§ Excerpted text:

IT Customer Service Training: Logic to Empathy #CIO #ITIL

IT Customer Service Training: Breakthrough to Collaboration


IT Customer Service Training: Image is stick figures working together.

IT Customer Service Training: Breakthrough Collaboration Image by:kenfagerdotcom


What part of a business today doesn’t run on technology? Information technology (IT) has moved from the hidden back office, to the desktop, right into the employees and customers hands via mobile apps (forgive the moving pun).


Every aspect of business — large and small — depends on technology.  Your developers, operations staff, and support analysts are impacting company success every single minute! Do yours work well with non-technical teams in other parts of the organization?


Are all your IT staff great at collaborating with non-technical teams like sales, marketing, finance, HR, distribution, and all the rest?


Many CIOs answer no and create new positions call business technology analysts to be the liaison between IT and the non-technical business departments. It is one solution. 

Yet with more layers of communication come additional challenges of miscommunication and time delays. Moreover today’s medium-size hot tech companies, don’t have layers and layers of organizational structure. Everyone must interact for the business to be successful.

§ Saved data entries:
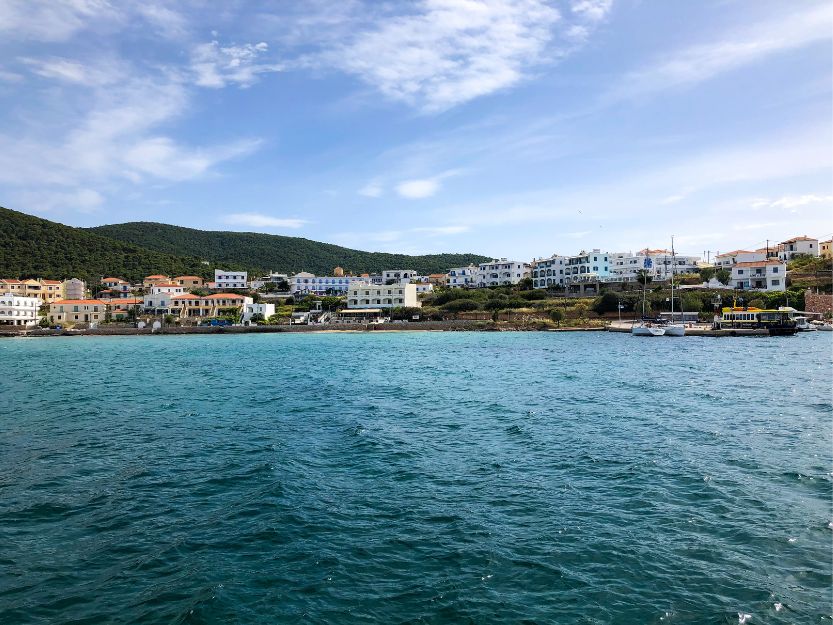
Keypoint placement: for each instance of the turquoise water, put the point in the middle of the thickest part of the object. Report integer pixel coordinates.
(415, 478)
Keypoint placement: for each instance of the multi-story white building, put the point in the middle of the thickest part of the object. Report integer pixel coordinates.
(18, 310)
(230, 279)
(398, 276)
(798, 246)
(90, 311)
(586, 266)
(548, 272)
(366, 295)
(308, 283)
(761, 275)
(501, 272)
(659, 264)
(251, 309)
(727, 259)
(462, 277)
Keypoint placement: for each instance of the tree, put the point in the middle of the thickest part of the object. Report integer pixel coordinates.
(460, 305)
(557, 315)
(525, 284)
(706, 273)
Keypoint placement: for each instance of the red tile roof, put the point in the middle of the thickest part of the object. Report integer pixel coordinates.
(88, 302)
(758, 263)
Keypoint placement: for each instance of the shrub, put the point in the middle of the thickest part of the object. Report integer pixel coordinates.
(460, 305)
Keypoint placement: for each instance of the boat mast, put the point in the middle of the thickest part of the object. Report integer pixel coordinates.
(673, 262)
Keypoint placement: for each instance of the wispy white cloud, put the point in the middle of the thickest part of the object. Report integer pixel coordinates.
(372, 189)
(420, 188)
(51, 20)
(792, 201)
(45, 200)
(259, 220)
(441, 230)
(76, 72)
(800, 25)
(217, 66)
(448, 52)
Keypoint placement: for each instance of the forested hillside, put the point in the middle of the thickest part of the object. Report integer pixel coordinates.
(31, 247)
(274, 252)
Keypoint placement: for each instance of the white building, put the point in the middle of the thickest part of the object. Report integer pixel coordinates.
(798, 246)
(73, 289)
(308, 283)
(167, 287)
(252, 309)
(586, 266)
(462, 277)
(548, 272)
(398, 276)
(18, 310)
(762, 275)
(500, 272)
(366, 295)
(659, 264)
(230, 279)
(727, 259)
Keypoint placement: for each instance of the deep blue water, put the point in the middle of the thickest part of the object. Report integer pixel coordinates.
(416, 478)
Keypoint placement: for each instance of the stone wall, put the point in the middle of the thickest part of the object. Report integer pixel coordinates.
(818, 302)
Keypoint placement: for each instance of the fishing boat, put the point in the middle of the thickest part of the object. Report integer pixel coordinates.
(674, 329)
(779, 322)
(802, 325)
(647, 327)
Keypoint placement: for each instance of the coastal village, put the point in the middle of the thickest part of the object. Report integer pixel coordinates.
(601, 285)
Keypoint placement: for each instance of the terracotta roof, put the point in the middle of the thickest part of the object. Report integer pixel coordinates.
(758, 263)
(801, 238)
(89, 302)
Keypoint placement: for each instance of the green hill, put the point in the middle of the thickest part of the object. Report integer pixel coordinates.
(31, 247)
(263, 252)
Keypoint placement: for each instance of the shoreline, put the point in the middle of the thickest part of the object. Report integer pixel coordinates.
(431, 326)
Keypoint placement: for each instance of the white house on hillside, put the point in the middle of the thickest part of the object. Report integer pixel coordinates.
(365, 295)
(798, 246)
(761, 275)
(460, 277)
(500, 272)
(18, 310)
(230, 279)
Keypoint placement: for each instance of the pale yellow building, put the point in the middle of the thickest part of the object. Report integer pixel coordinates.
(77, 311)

...

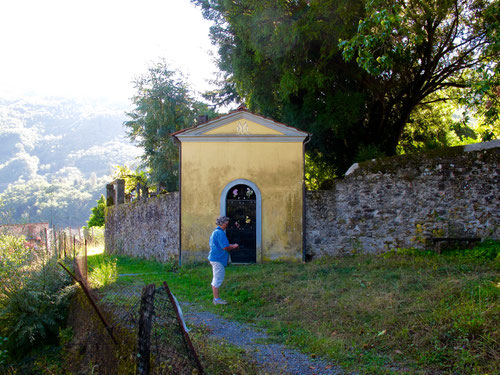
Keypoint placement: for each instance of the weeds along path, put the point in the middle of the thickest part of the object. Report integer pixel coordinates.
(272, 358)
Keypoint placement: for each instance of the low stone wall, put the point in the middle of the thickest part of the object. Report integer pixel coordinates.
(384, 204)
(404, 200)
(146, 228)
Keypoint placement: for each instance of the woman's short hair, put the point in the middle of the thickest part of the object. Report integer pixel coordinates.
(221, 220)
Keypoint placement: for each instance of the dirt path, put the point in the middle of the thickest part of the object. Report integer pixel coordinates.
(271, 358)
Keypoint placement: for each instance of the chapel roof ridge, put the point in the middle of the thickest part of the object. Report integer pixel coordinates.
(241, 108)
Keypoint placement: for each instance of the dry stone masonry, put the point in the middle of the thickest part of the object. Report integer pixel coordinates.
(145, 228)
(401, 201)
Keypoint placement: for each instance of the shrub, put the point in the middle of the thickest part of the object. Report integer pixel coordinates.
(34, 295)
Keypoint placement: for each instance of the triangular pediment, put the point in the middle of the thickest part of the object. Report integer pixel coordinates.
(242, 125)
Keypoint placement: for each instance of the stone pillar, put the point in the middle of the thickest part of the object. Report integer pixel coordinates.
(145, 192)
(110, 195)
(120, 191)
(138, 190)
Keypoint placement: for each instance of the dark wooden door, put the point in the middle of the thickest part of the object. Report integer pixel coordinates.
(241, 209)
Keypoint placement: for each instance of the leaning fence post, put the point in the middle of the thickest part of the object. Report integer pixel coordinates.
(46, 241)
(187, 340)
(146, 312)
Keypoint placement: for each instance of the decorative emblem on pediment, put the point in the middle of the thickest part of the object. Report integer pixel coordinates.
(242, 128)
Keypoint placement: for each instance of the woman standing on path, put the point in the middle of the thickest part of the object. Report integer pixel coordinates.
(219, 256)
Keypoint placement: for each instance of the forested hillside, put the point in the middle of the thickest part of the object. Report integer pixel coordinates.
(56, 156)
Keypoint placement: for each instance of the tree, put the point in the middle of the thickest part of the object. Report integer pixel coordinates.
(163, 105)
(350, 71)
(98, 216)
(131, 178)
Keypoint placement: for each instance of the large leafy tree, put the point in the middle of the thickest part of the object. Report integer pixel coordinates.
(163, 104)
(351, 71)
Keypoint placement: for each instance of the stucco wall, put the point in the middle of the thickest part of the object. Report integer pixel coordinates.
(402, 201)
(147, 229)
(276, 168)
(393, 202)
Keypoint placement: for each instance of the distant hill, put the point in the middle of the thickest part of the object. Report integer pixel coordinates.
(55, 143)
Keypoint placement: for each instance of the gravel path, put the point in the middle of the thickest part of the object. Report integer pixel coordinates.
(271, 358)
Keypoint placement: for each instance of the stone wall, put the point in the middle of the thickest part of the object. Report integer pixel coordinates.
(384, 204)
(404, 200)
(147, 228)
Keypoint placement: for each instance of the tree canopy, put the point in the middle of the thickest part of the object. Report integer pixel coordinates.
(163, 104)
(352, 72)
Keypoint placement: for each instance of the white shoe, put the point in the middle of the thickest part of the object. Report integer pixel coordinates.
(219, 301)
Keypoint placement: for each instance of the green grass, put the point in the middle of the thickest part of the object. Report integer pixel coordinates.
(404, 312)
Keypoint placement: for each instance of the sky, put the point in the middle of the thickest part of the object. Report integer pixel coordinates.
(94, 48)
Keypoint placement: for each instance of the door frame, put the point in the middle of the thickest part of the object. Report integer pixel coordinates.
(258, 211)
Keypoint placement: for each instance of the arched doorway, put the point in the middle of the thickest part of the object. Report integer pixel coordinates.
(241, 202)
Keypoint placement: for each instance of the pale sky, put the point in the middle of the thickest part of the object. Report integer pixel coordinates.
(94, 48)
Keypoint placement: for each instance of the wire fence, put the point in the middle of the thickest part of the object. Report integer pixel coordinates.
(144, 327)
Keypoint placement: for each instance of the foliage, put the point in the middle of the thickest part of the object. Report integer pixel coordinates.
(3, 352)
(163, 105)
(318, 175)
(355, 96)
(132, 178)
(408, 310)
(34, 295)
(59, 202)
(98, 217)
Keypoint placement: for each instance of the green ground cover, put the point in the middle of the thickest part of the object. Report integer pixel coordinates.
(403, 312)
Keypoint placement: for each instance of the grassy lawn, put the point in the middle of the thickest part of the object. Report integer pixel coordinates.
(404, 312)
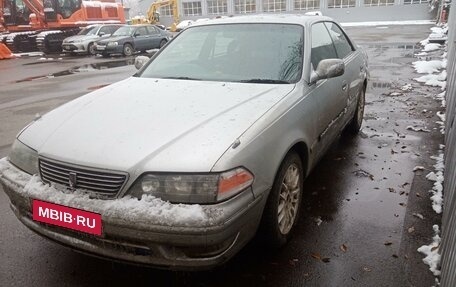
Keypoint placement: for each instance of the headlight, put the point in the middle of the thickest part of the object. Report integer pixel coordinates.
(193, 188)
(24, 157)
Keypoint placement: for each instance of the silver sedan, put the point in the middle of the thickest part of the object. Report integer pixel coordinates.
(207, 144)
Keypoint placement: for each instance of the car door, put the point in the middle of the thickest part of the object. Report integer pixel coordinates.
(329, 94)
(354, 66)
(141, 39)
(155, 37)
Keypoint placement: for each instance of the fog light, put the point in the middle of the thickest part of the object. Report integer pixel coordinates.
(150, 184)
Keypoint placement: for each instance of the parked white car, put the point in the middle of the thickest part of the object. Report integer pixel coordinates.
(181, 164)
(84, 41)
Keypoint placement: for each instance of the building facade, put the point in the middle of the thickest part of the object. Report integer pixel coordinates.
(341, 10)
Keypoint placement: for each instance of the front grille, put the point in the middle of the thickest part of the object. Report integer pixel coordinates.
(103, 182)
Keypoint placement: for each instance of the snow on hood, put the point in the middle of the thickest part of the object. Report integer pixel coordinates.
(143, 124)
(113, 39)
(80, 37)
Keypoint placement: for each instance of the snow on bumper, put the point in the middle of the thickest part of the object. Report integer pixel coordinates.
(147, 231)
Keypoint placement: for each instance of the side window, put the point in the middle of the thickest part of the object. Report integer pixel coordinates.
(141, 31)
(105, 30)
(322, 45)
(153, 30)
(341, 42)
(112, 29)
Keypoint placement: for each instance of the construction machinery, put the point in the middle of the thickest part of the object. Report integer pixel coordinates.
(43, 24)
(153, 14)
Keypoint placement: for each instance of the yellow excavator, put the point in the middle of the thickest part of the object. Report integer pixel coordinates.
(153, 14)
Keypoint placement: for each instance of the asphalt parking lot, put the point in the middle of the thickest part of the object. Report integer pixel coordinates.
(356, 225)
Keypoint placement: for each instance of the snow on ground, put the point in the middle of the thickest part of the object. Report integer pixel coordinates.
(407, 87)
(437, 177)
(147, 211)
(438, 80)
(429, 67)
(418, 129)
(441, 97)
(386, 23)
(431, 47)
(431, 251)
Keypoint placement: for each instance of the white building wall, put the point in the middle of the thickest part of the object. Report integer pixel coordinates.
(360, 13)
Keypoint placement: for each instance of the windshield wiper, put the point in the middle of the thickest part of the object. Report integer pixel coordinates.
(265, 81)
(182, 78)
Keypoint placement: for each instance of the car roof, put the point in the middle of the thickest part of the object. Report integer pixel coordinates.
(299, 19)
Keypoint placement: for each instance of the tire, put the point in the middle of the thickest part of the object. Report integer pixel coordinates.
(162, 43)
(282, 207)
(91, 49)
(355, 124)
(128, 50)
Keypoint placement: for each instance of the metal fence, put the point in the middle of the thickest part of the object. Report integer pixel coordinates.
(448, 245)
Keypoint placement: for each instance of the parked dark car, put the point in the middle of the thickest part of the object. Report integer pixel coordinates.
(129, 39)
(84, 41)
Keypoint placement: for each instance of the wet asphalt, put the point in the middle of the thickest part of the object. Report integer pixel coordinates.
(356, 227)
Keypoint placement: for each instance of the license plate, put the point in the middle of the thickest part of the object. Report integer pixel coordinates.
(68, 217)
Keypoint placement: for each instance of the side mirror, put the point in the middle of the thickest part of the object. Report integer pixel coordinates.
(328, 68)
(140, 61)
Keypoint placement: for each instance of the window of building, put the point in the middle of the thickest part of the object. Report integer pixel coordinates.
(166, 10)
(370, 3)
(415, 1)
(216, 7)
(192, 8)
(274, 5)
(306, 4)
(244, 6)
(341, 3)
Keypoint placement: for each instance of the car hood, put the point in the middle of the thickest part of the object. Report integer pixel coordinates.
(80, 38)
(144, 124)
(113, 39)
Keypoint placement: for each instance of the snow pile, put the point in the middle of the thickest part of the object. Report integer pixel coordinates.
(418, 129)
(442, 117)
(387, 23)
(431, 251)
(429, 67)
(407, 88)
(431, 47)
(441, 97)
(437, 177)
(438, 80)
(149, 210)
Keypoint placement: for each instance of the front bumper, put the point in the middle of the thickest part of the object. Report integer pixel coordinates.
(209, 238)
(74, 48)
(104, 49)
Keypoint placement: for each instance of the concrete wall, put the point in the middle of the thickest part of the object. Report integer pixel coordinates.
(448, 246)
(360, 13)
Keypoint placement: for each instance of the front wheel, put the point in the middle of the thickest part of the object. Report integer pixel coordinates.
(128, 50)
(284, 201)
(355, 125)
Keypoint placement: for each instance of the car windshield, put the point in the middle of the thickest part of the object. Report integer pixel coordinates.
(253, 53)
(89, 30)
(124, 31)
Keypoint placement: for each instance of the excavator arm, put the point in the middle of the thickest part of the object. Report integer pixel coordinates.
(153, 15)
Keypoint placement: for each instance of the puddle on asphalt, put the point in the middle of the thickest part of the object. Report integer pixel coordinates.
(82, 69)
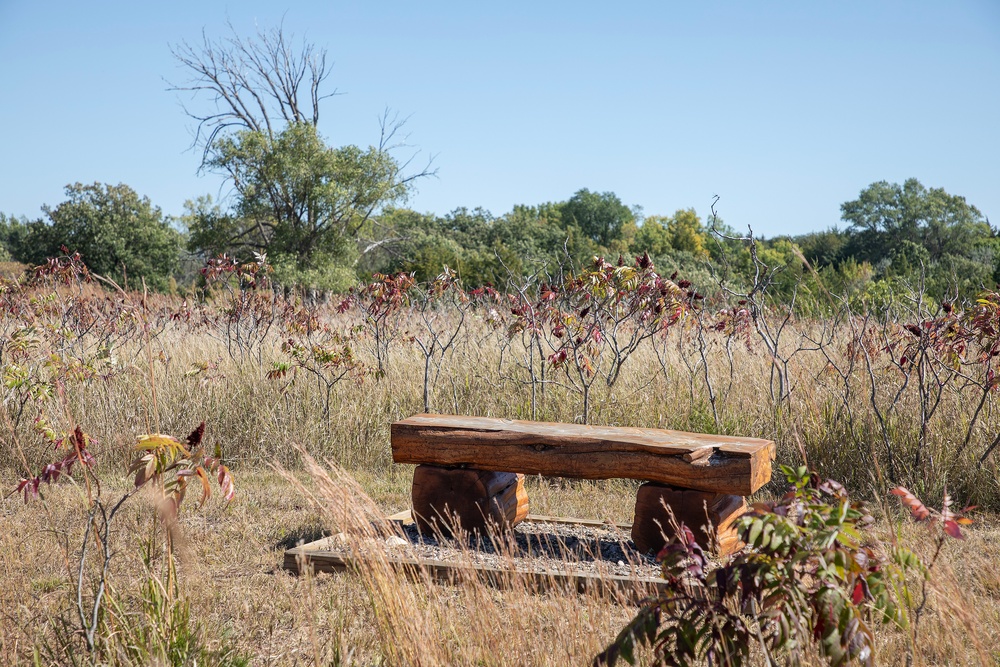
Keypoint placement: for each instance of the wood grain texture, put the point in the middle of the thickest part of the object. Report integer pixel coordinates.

---

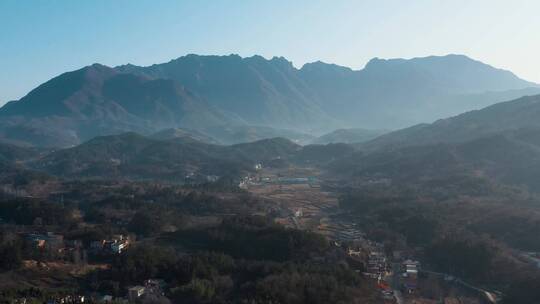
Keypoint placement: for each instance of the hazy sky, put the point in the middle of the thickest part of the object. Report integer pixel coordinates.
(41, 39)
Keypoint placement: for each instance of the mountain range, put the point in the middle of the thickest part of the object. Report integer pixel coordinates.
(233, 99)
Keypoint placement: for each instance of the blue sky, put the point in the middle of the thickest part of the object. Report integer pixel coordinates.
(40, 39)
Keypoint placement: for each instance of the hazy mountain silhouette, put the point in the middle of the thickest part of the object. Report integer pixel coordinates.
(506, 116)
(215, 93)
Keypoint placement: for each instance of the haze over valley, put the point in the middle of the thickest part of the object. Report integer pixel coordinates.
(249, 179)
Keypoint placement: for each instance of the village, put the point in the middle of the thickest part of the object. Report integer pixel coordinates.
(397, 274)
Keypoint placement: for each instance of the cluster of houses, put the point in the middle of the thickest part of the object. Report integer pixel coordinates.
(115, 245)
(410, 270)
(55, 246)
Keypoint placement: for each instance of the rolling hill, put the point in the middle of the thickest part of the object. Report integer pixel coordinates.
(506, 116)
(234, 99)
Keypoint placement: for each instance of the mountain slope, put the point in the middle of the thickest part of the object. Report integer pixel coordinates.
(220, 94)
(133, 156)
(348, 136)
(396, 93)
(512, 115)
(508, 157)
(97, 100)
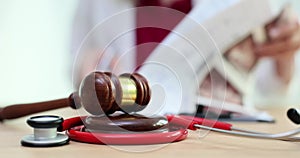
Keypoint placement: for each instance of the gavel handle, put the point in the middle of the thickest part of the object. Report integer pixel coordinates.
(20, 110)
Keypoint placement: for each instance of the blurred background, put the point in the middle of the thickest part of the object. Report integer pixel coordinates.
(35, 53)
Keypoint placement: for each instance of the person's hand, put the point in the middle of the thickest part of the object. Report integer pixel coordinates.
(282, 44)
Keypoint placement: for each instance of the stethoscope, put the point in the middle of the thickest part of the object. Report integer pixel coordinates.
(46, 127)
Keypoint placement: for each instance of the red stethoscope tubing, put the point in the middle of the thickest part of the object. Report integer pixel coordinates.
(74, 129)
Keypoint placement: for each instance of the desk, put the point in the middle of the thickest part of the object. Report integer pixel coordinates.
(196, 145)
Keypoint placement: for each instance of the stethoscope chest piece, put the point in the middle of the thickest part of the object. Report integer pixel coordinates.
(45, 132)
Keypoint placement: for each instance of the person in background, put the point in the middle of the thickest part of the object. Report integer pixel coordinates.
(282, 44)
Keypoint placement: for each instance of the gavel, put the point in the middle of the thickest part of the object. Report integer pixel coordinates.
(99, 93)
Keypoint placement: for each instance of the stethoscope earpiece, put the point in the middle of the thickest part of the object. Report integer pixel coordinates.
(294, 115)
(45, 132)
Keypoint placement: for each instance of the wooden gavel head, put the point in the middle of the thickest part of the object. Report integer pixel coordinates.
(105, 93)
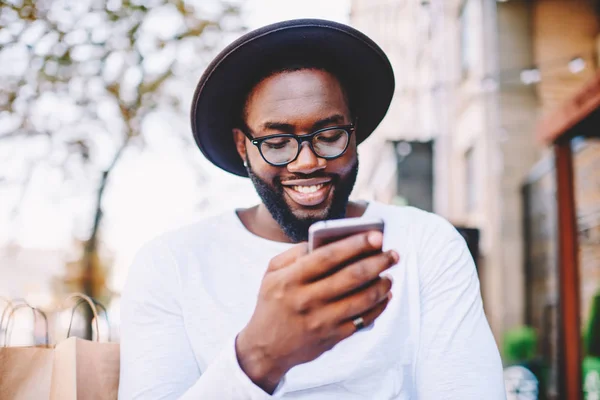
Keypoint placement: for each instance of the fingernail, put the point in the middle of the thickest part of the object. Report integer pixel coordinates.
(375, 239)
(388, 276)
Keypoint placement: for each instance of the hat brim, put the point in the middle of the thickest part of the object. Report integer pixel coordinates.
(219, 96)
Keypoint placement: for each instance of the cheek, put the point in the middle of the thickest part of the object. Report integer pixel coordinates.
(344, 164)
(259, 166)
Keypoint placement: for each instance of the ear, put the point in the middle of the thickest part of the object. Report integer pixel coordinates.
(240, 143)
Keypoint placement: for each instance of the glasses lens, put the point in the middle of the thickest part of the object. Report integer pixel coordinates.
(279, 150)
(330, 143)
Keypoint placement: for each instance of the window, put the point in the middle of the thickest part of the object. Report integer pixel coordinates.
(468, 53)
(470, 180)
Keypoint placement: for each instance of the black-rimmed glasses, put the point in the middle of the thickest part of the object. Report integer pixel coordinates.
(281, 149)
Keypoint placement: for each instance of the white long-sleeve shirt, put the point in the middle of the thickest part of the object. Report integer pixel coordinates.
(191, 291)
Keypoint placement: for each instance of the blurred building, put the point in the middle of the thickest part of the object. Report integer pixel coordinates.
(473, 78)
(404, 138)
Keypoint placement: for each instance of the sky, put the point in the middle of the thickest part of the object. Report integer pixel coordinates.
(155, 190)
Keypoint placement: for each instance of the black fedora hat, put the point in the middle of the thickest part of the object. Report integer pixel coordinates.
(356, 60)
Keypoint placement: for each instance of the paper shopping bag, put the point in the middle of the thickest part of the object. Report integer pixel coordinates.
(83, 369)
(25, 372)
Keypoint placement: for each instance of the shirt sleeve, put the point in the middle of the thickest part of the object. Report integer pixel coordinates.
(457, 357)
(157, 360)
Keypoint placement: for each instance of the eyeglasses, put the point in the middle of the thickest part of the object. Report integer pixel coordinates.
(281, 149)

§ Problems and tasks:
• A. For the IT customer service post, decide whether each statement below agrees with it: (i) the post says only large businesses depend on technology; (ii) the post says more layers of communication bring challenges of miscommunication and time delays; (iii) the post says today's medium-size hot tech companies have many layers of organizational structure. Answer yes or no for each, quoting the words of the post that settle it.
• B. Select every line of the entries that contains the word "path".
The entries and the text have no connection to each other.

§ Solution list:
• A.
(i) No: "Every aspect of business — large and small — depends on technology."
(ii) Yes: "Yet with more layers of communication come additional challenges of miscommunication and time delays."
(iii) No: "don’t have layers and layers of organizational structure"

• B.
Keypoint placement: for each instance of the weeds along path, put the point in the middle of the thickest part of the object. Report integer pixel coordinates.
Keypoint placement: for each instance of the dirt path, put the point in the middle of the thickest part of the object. Report integer pixel coordinates.
Keypoint placement: for each instance of the woman standing on path, put the point in the middle of the thickest part of the object. Report integer pixel coordinates.
Keypoint placement: for each instance of the gravel path, put the point in the middle of the thickest part of the object. Report integer pixel coordinates.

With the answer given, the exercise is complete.